[Dataset rows]

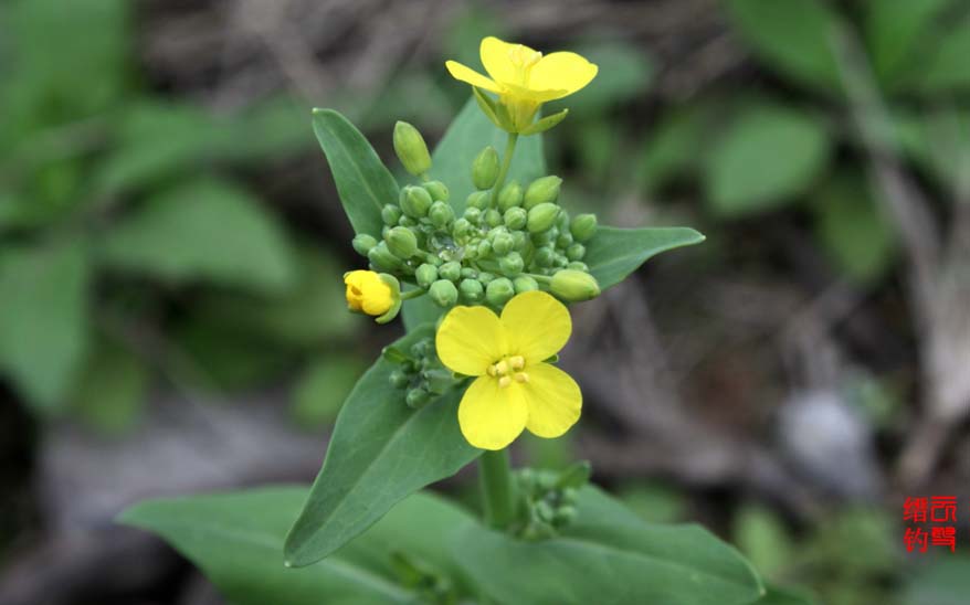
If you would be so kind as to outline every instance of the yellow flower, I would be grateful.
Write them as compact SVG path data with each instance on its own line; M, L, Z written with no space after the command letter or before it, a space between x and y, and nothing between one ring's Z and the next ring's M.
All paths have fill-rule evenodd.
M579 91L595 77L598 70L576 53L542 56L528 46L509 44L494 36L482 40L479 54L491 78L456 61L447 61L445 66L455 79L496 93L508 109L515 132L533 123L542 103Z
M571 331L569 311L544 291L516 296L502 318L485 307L455 307L445 316L435 338L437 355L451 370L477 376L458 406L470 444L502 449L525 428L558 437L579 420L579 385L545 363Z
M347 285L347 307L351 311L383 316L394 306L391 286L372 270L351 270L344 274Z

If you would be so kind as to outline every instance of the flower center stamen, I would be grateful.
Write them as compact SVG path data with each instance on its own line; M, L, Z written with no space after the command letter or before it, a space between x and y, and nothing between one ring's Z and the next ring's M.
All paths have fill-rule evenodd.
M512 381L518 383L529 382L529 375L521 370L526 367L526 360L521 355L502 358L488 367L487 373L498 379L498 386L505 389Z

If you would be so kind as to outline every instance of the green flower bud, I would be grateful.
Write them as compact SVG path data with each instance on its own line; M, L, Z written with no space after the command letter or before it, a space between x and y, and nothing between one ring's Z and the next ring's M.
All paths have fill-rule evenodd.
M542 177L529 183L523 198L523 208L530 210L539 204L556 203L559 199L559 185L562 179L559 177Z
M600 295L600 285L592 275L574 269L562 269L552 276L549 290L567 302L590 300Z
M472 223L467 219L458 219L455 221L455 224L452 225L452 235L454 237L464 237L472 231Z
M354 241L350 243L350 245L354 246L354 250L357 251L357 254L361 256L367 256L367 253L370 252L370 248L377 245L377 238L373 235L360 233L354 237Z
M367 253L367 258L373 265L373 268L380 272L392 273L402 266L401 259L391 254L384 242L379 242L378 245L370 248Z
M556 216L558 215L559 206L556 204L544 203L535 205L529 210L529 217L526 226L528 227L529 233L548 231L549 227L552 226L552 223L556 222Z
M570 261L582 261L586 256L586 246L582 244L572 244L566 248L566 257Z
M418 254L418 237L408 227L394 227L384 237L388 250L398 258L410 258Z
M394 152L404 164L404 170L415 177L431 170L431 156L428 153L424 137L407 121L394 125Z
M431 393L429 393L424 389L411 389L408 391L408 395L404 397L404 402L408 404L408 407L419 408L423 407L431 401Z
M465 208L477 208L478 210L485 210L488 208L488 192L487 191L475 191L468 194L468 198L465 200Z
M489 208L485 211L485 224L491 227L497 227L502 224L502 213L494 208Z
M498 262L498 266L502 269L502 273L508 276L516 276L523 272L523 267L525 267L525 263L523 262L523 257L517 252L509 252L507 255L502 257L502 261Z
M579 214L574 216L569 231L577 242L588 242L597 232L597 215Z
M411 379L409 379L408 374L405 374L404 372L400 370L394 370L393 372L391 372L390 382L391 386L393 386L394 389L403 389L404 386L408 386L408 384L411 382Z
M455 217L455 212L446 202L434 202L428 211L428 217L431 224L439 229L444 229Z
M515 296L515 287L512 280L505 277L498 277L488 283L485 288L485 299L493 307L502 307Z
M520 275L513 279L513 287L515 287L515 294L521 294L524 291L534 291L539 289L539 283L529 277L528 275Z
M431 193L423 187L407 185L401 189L401 210L412 219L421 219L426 215L433 201Z
M526 226L529 214L521 208L510 208L505 211L505 226L512 230L519 230Z
M388 226L394 226L401 219L401 208L398 204L384 204L380 211L381 221Z
M536 248L536 256L534 257L534 261L540 267L551 267L552 263L556 262L556 251L549 246Z
M498 233L492 240L492 251L499 256L505 256L515 247L515 237L508 233Z
M441 181L428 181L423 183L421 187L428 191L431 195L431 199L435 202L446 202L449 198L447 187Z
M439 279L428 288L428 296L439 307L451 307L458 301L458 289L447 279Z
M423 265L418 267L418 270L414 272L414 279L422 288L429 287L435 280L437 280L437 267L424 263Z
M485 287L477 279L462 279L462 283L458 285L458 291L462 295L462 299L466 302L481 302L485 294Z
M461 263L456 263L451 261L445 263L444 265L437 268L437 276L442 279L450 279L451 282L457 282L462 276L462 265Z
M491 145L472 162L472 182L476 189L492 189L498 179L498 151Z
M510 181L498 192L498 210L506 210L523 203L523 185L518 181Z

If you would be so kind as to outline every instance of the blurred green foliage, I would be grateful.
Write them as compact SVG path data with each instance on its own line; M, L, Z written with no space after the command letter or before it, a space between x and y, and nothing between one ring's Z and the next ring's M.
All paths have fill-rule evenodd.
M116 433L159 372L224 392L309 362L295 414L333 418L361 371L325 362L357 329L338 264L234 176L312 150L308 110L158 96L133 10L0 7L0 372L38 414Z

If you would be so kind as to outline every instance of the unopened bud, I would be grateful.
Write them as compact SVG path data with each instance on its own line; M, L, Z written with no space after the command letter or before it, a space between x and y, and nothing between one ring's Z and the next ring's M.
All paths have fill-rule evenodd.
M539 283L529 277L528 275L520 275L513 279L512 285L515 287L515 294L521 294L524 291L534 291L539 289Z
M401 210L412 219L421 219L431 208L431 193L423 187L408 185L401 190Z
M529 217L526 226L529 233L541 233L548 231L556 222L559 215L559 206L552 203L544 203L535 205L529 210Z
M529 210L539 204L555 203L559 199L559 185L562 179L559 177L542 177L529 183L523 198L523 208Z
M467 302L481 302L482 296L485 294L485 288L482 286L482 282L477 279L462 279L461 285L458 285L458 291L462 295L462 299Z
M444 229L455 217L455 212L447 202L434 202L428 211L428 217L431 219L431 224Z
M519 230L526 226L529 213L521 208L510 208L505 211L505 226L512 230Z
M437 267L437 276L442 279L457 282L458 278L462 276L462 265L454 261L447 262L444 265Z
M354 250L357 251L357 254L361 256L367 256L367 253L370 252L370 248L377 245L377 238L373 235L360 233L354 237L354 241L350 243L350 245L354 246Z
M518 181L512 181L502 188L498 192L498 210L506 210L521 205L523 203L523 185Z
M447 279L439 279L428 289L428 296L439 307L451 307L458 301L458 289Z
M485 289L485 299L493 307L502 307L513 296L515 296L515 287L512 285L512 280L505 277L493 279Z
M579 214L574 216L569 231L577 242L588 242L597 232L597 215Z
M509 276L516 276L523 272L523 267L525 263L523 262L523 257L517 252L509 252L507 255L502 257L502 261L498 262L498 267L502 269L502 273Z
M472 162L472 182L476 189L492 189L498 178L498 152L491 145Z
M600 295L600 285L592 275L574 269L562 269L552 276L549 290L568 302L590 300Z
M424 137L407 121L394 125L394 152L404 164L404 170L415 177L431 170L431 156L428 153Z
M407 259L418 254L418 237L408 227L394 227L384 237L388 250L398 258Z
M437 267L424 263L423 265L418 267L418 270L414 272L414 279L422 288L429 287L435 280L437 280Z

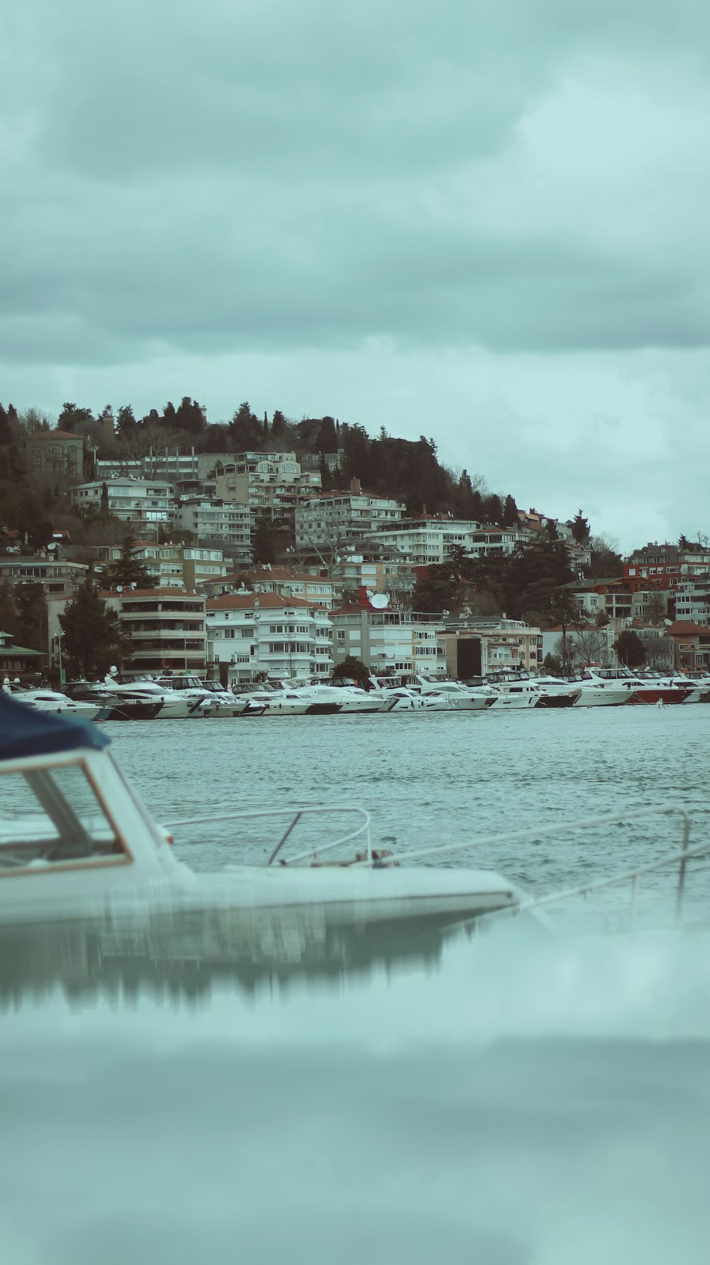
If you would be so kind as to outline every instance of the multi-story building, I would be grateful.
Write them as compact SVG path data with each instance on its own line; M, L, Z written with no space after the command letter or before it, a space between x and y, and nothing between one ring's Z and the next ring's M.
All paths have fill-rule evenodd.
M329 674L333 625L321 606L280 593L208 598L209 660L229 683Z
M710 572L678 581L673 591L677 620L710 624Z
M120 545L94 545L91 552L96 558L97 572L121 557ZM229 571L221 549L134 540L133 553L137 562L142 562L149 571L156 588L195 588L208 579L223 579Z
M181 588L134 588L103 592L116 611L133 650L127 668L146 672L195 672L206 667L205 598Z
M470 553L478 526L472 519L437 514L381 522L375 526L375 538L377 544L391 550L392 559L410 567L428 567L445 562L453 548Z
M94 483L78 483L72 487L71 498L78 514L97 514L101 510L104 488L105 507L123 522L130 522L137 530L152 525L168 528L176 521L175 488L172 483L159 479L120 478Z
M710 568L710 549L700 544L662 545L635 549L624 563L624 578L642 578L661 588L676 588L681 579L702 576Z
M349 492L323 492L296 507L296 549L308 554L362 540L397 522L404 511L400 501L361 492L359 479L353 479Z
M440 615L348 607L334 611L332 619L335 663L353 655L378 676L387 670L443 670L444 650L438 644L444 627Z
M34 430L27 436L27 455L37 482L75 483L84 477L84 439L70 430Z
M187 496L180 502L178 517L180 525L194 531L197 541L219 540L238 565L249 565L253 515L247 505Z

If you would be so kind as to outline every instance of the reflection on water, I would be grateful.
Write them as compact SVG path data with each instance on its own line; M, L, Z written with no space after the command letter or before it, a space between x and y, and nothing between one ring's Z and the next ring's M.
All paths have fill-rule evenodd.
M0 1262L707 1259L705 937L0 934Z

[Brief]
Repeat the lines from the one containing "unopened bud, I would be grateful." through the one containing "M407 259L418 254L418", changing "unopened bud" to "closed bud" and leaving everything else as it is.

[Exercise answer]
If you would be so kind as to outline every instance of the closed bud, I would be grateful.
Write them as compact SVG path data with each instance on its own line; M, L, Z written with no space after the command letter or before it, a space between x and y, and nothing between one ring's Z and the next ring's M.
All paths have fill-rule evenodd.
M539 283L529 277L528 275L520 275L513 279L512 285L515 287L515 294L521 294L524 291L534 291L539 289Z
M401 210L412 219L421 219L431 208L431 193L423 187L408 185L401 190Z
M529 217L526 226L529 233L541 233L548 231L556 222L559 215L559 206L552 203L544 203L535 205L529 210Z
M529 210L539 204L555 203L559 199L559 185L562 179L559 177L542 177L529 183L523 198L523 208Z
M467 302L481 302L482 296L485 294L485 288L482 286L482 282L477 279L462 279L461 285L458 285L458 291L462 295L462 299Z
M444 229L455 217L455 212L447 202L434 202L428 211L428 217L431 219L431 224Z
M519 230L526 226L529 213L521 208L510 208L505 211L505 226L512 230Z
M437 267L437 276L442 279L457 282L458 278L462 276L462 265L454 261L447 262L444 265Z
M354 250L357 251L357 254L361 256L367 256L367 253L370 252L370 248L377 245L377 238L373 235L360 233L354 237L354 241L350 243L350 245L354 246Z
M518 181L512 181L502 188L498 192L498 210L506 210L521 205L523 203L523 185Z
M447 279L439 279L428 289L428 296L439 307L451 307L458 301L458 289Z
M485 289L485 299L493 307L502 307L513 296L515 296L515 287L512 285L512 280L505 277L493 279Z
M579 214L574 216L569 231L577 242L588 242L597 232L597 215Z
M509 276L516 276L523 272L523 267L525 263L523 262L523 257L517 252L509 252L507 255L502 257L502 261L498 262L498 267L502 269L502 273Z
M472 162L472 182L476 189L492 189L498 178L498 152L491 145Z
M600 295L600 285L592 275L574 269L562 269L552 276L549 290L568 302L590 300Z
M424 137L407 121L394 125L394 152L404 164L404 170L415 177L431 170L431 156L428 153Z
M407 259L418 254L418 237L408 227L394 227L384 237L388 250L398 258Z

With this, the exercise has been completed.